## Start
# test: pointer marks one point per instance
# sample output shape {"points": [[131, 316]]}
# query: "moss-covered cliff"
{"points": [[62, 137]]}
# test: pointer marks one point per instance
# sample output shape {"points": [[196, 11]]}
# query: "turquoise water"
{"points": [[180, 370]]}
## End
Please reproduce every row above in full, request lines included, shifting each point coordinate in the answers by adding 88 to it. Leave the numbers in the sample output shape lines unchanged.

RESPONSE BELOW
# test: pointer marks one point per instance
# sample output shape {"points": [[131, 316]]}
# query: "moss-covered cliff"
{"points": [[150, 225]]}
# test: pointer marks one point per instance
# sample output shape {"points": [[196, 11]]}
# query: "turquoise water"
{"points": [[268, 458]]}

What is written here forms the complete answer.